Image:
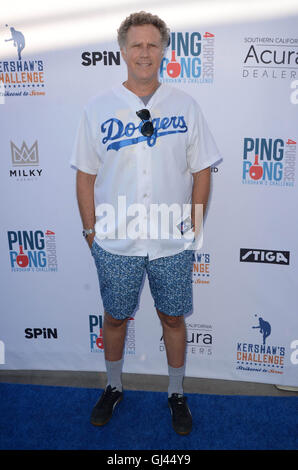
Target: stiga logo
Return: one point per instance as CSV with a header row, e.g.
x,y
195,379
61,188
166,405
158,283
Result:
x,y
270,58
190,58
260,356
249,255
25,162
32,250
269,161
96,335
21,77
201,268
199,339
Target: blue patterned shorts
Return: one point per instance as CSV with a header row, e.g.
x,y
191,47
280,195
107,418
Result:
x,y
121,277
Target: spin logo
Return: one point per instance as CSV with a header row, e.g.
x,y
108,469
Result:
x,y
190,58
269,161
33,250
96,335
260,356
201,268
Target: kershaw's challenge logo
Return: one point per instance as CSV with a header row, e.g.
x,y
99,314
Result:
x,y
115,129
19,75
191,58
269,161
260,357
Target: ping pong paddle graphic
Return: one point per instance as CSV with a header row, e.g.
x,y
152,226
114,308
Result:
x,y
22,259
173,67
256,170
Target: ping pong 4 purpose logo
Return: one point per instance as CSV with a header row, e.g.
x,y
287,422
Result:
x,y
32,250
96,335
269,161
190,58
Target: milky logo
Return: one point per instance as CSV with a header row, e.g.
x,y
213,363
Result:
x,y
115,130
190,58
25,162
24,155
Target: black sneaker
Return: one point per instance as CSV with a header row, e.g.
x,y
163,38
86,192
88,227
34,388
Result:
x,y
181,416
103,410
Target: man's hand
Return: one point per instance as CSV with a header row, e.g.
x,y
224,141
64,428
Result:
x,y
200,195
85,196
90,239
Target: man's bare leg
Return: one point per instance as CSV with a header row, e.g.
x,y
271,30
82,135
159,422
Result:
x,y
114,332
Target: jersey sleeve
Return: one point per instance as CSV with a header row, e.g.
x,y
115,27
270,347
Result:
x,y
84,155
202,150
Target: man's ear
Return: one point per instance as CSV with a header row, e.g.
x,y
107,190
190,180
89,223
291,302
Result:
x,y
123,53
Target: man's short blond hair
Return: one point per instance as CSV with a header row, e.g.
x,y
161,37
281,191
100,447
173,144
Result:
x,y
139,19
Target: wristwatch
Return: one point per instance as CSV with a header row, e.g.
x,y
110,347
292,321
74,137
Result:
x,y
87,232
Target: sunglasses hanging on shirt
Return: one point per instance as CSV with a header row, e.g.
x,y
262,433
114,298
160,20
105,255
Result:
x,y
147,127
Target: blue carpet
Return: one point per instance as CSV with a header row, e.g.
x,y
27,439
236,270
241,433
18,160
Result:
x,y
34,417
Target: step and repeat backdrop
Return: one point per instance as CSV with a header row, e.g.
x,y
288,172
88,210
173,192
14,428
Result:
x,y
244,325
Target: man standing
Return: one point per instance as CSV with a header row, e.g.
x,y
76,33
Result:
x,y
142,143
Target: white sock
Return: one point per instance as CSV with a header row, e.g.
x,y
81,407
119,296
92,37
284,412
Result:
x,y
114,370
176,376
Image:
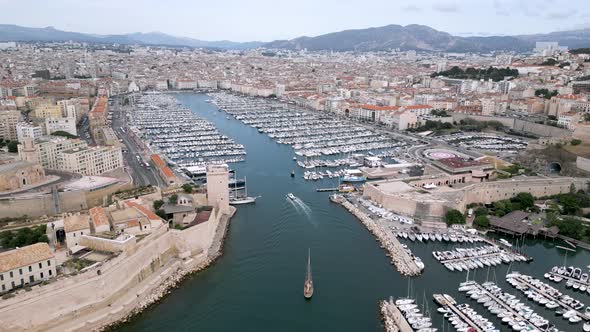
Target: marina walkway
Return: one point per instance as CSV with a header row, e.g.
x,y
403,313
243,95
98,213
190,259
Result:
x,y
402,260
548,296
443,301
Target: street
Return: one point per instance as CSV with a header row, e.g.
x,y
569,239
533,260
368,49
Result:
x,y
140,170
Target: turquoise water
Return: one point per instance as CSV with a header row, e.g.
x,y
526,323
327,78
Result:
x,y
257,285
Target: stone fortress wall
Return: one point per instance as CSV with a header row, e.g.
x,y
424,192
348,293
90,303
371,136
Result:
x,y
73,297
434,204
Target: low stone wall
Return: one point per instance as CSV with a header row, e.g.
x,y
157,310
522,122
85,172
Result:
x,y
107,245
41,204
583,164
518,125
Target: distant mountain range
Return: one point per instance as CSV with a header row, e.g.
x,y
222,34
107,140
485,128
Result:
x,y
10,32
409,37
424,38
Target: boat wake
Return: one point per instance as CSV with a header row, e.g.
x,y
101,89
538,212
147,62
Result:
x,y
301,207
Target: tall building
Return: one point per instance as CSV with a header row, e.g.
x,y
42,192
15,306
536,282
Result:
x,y
28,130
46,152
91,160
218,187
8,122
97,117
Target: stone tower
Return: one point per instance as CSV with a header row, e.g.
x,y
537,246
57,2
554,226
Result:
x,y
27,150
218,187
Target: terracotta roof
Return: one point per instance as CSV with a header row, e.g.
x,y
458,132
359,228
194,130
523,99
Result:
x,y
417,107
158,161
24,256
133,223
76,222
379,108
99,216
167,172
145,211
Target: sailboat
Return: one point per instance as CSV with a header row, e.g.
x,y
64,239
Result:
x,y
308,285
239,200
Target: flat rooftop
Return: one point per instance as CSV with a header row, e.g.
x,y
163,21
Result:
x,y
91,183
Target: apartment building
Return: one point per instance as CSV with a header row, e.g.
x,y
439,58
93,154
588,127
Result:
x,y
46,111
25,266
46,152
8,122
91,160
61,124
28,130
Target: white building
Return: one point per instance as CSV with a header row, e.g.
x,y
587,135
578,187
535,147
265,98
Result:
x,y
28,130
61,124
46,152
91,160
218,187
25,266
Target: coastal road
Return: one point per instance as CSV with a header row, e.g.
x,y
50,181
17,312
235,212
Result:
x,y
142,173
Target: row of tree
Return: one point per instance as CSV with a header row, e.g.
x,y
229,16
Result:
x,y
495,74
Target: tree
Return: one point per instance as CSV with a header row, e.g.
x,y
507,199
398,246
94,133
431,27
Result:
x,y
569,203
526,200
158,204
502,207
481,222
481,211
162,214
454,217
187,187
13,146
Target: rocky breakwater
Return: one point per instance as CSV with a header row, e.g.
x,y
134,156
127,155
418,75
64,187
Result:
x,y
400,257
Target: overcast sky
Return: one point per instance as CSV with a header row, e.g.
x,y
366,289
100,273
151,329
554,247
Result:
x,y
265,20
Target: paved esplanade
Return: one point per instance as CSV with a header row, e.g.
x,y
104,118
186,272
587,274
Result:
x,y
257,285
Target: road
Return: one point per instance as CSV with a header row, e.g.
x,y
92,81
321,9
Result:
x,y
142,175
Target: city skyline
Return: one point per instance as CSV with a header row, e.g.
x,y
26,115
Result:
x,y
213,21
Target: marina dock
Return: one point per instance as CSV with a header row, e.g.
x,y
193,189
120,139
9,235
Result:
x,y
549,293
491,291
447,301
392,318
320,190
400,257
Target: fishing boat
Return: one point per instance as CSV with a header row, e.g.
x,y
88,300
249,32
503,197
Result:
x,y
308,285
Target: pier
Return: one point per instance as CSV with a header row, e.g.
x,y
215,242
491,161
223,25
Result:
x,y
320,190
515,313
393,319
587,284
533,284
404,263
444,301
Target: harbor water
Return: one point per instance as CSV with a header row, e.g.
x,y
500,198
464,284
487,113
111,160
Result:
x,y
257,285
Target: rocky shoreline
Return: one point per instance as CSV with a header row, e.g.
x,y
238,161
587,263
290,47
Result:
x,y
398,255
171,283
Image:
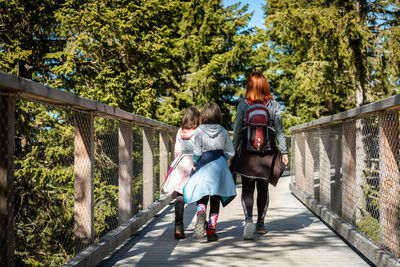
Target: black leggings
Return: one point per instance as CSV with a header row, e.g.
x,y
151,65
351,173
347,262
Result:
x,y
179,208
248,186
214,203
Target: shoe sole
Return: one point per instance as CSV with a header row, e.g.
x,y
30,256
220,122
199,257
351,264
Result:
x,y
199,228
249,230
179,235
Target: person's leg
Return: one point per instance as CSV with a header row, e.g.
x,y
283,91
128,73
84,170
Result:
x,y
201,205
212,222
248,186
262,204
179,208
199,228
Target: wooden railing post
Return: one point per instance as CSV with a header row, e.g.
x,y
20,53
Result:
x,y
84,175
309,164
325,168
336,182
7,125
125,174
148,166
389,199
163,155
299,157
349,171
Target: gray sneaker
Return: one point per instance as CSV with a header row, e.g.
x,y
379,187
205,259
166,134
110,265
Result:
x,y
200,227
260,228
248,233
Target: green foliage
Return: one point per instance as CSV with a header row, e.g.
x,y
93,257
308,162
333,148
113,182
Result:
x,y
213,49
330,56
44,186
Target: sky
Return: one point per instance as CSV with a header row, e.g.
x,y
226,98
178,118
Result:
x,y
254,6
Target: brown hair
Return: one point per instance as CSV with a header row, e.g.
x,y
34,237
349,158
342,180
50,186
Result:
x,y
210,114
191,119
258,88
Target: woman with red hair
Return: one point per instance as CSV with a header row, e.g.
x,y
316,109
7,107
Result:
x,y
257,159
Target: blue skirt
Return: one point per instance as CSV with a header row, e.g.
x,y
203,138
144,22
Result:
x,y
211,177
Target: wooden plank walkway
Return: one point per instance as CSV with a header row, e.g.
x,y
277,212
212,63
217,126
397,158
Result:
x,y
295,238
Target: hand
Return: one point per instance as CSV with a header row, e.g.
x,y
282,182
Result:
x,y
285,160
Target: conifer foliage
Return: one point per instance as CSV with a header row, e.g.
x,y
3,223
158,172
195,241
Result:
x,y
329,56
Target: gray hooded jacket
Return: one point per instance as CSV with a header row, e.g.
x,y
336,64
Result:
x,y
212,137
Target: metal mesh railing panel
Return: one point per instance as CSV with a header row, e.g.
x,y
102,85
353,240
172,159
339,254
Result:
x,y
356,173
137,166
156,166
105,176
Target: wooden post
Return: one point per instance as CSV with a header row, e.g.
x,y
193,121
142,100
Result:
x,y
163,156
125,173
299,170
148,167
325,168
84,175
389,199
349,171
336,194
309,164
360,179
7,125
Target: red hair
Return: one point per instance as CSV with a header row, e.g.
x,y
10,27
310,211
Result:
x,y
258,88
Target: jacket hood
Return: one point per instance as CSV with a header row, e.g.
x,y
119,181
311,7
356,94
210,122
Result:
x,y
212,130
186,134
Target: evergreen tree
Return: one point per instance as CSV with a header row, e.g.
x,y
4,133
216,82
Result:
x,y
28,39
213,49
326,55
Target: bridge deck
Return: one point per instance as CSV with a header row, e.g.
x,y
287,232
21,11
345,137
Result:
x,y
296,238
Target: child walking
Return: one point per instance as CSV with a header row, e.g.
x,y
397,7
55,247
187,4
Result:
x,y
211,179
180,169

[INSTRUCTION]
Emit verbatim the lines running from the one with "Target: woman with red hair" through the last line of the data, both endpoints inclusive.

[ANSWER BELOW]
Target: woman with red hair
Return: one point per instance as CSV with a header row, e.g.
x,y
316,109
7,107
Result:
x,y
257,159
Target: blue skirt
Return: one point per instance as CSV with a header row, e.g.
x,y
203,138
144,22
Result:
x,y
211,177
Target: wooden plank walkway
Return: one point per instance as CSV with a header row, e.g.
x,y
277,212
212,63
217,126
397,158
Result:
x,y
295,238
Target: hand
Return: one point per instance as CSV with a header row, e.g.
x,y
282,182
Result:
x,y
285,160
Target: conifer foliage
Return: one point per instance as CSV with a header row, e.g.
x,y
3,223
158,172
195,241
Result:
x,y
329,56
Target: gray hooded jacket
Return: one point per instance as CSV with a header row, e.g.
x,y
336,64
Result:
x,y
212,137
Target: metal mesh railing panel
Return: one point per instance as CSV with a header row, e.g.
x,y
102,85
353,240
172,159
339,254
Result:
x,y
356,173
137,166
156,166
105,176
Target: wooden post
Return: one point per instance as CSV with a header row, e.g.
x,y
193,121
142,100
Result:
x,y
163,156
125,173
299,170
148,167
325,168
84,175
389,199
349,171
336,194
309,164
360,179
7,125
Target: red hair
Return: one point per instance as CSV with a header row, e.g.
x,y
10,27
310,211
Result:
x,y
258,88
Target: jacket hood
Return: one point per instance as CSV with a header row, e.g.
x,y
119,181
311,7
356,94
210,122
Result:
x,y
212,130
186,134
Target: evergreen tree
Return: one point per instance as CSV with a header row, e.g.
x,y
4,133
216,82
Result:
x,y
28,39
213,49
326,55
Target: bridge deck
Return: one point per instance as CSV with a header row, e.g.
x,y
287,232
21,11
345,137
Result:
x,y
296,238
Target: child walking
Return: one point per instance as CSV with a header row, e.g.
x,y
397,7
55,247
187,4
Result:
x,y
211,179
180,169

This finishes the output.